Rewrite the entries starting at the line that contains "Where can the dark car" and ending at the line that contains "[[319, 132], [483, 261], [454, 140]]", swapping "police officer" for "traffic officer" and leaving everything else unchanged. Give only those lines.

**SUPPLIED RECORDS:**
>>>

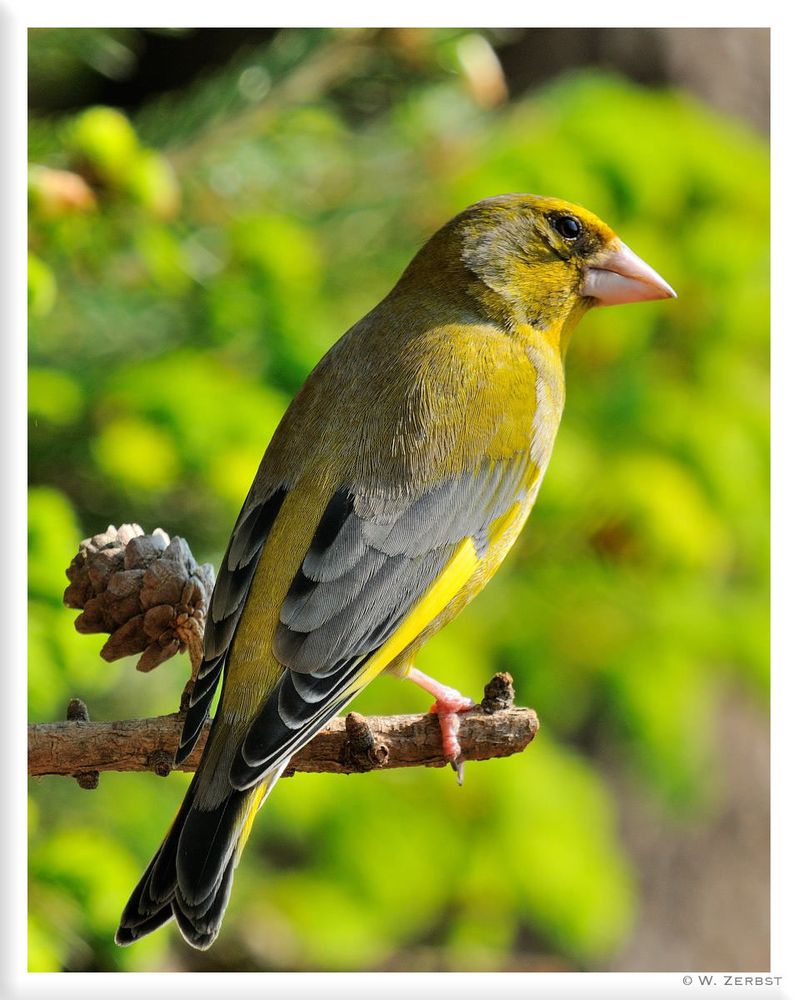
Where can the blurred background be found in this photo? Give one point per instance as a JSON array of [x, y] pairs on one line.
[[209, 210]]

<<<
>>>

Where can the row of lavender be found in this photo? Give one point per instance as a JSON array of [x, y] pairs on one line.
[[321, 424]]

<<<
>>>

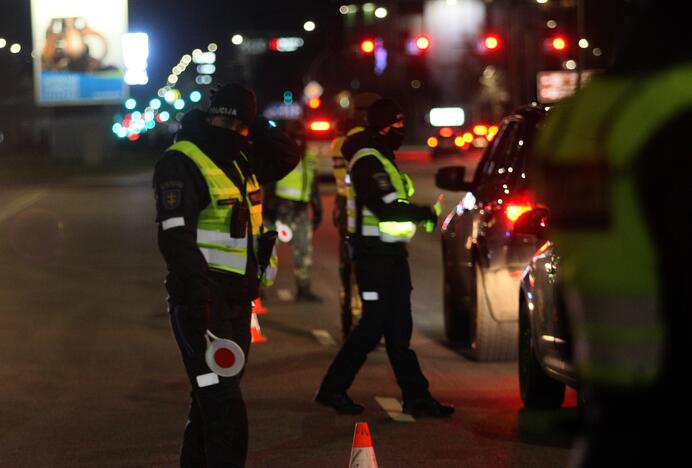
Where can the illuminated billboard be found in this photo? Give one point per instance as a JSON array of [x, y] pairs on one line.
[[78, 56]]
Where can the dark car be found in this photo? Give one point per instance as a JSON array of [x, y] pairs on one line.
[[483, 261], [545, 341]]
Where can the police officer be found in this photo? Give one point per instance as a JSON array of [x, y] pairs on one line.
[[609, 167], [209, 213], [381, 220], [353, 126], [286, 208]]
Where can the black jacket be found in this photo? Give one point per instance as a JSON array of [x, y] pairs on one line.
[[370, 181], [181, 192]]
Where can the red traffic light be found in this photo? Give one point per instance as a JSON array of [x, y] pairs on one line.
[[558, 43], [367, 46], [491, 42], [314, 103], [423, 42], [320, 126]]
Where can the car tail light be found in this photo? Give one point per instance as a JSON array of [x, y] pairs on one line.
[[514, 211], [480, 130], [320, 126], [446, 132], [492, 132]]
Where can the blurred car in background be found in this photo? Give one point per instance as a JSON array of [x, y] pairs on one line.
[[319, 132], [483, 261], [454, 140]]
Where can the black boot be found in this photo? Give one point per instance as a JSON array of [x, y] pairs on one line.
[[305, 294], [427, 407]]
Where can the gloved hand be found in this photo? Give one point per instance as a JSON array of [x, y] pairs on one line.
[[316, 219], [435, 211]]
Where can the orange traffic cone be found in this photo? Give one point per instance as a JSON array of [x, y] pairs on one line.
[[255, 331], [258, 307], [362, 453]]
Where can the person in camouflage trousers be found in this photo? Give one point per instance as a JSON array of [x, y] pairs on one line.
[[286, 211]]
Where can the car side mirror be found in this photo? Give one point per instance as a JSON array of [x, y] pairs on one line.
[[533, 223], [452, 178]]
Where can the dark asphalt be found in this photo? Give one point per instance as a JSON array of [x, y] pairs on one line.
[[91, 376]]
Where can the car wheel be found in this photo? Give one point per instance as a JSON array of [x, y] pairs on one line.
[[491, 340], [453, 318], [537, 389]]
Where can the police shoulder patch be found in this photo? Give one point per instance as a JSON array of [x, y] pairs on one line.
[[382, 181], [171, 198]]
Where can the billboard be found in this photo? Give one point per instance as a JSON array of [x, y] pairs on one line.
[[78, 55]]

<<<

**EXERCISE SOLUTION:**
Where can the dark car be found in this photo? Give one point per instance as a JSON array of [x, y] pairs on one line.
[[483, 261], [545, 341]]
Where can the traffic officer be found in this photo? Give one point per instance as a JSON array of [x, y] pairs on one line.
[[609, 167], [209, 213], [381, 220], [353, 126], [286, 208]]
Where can the black jacket be found in this photo? Give one point per instance as a JSON array of [x, y] pairs on one line.
[[370, 181], [181, 192]]
Where can the red traffic light be found in this photo? Give one point per instance as a JSON array of [x, y] pairs on one line.
[[558, 43], [367, 46], [491, 42], [314, 103], [423, 42], [320, 126]]
Where can the car tail light be found in this photo? Give one point per instance as a JSON array of [x, y] pairs on one line.
[[514, 211], [480, 130], [320, 126], [446, 132], [492, 132]]
Where can the blurred car in background be found in this photo? Give one point per instance as a JSON array of [x, y] pairs on one line.
[[319, 132], [483, 261], [454, 140]]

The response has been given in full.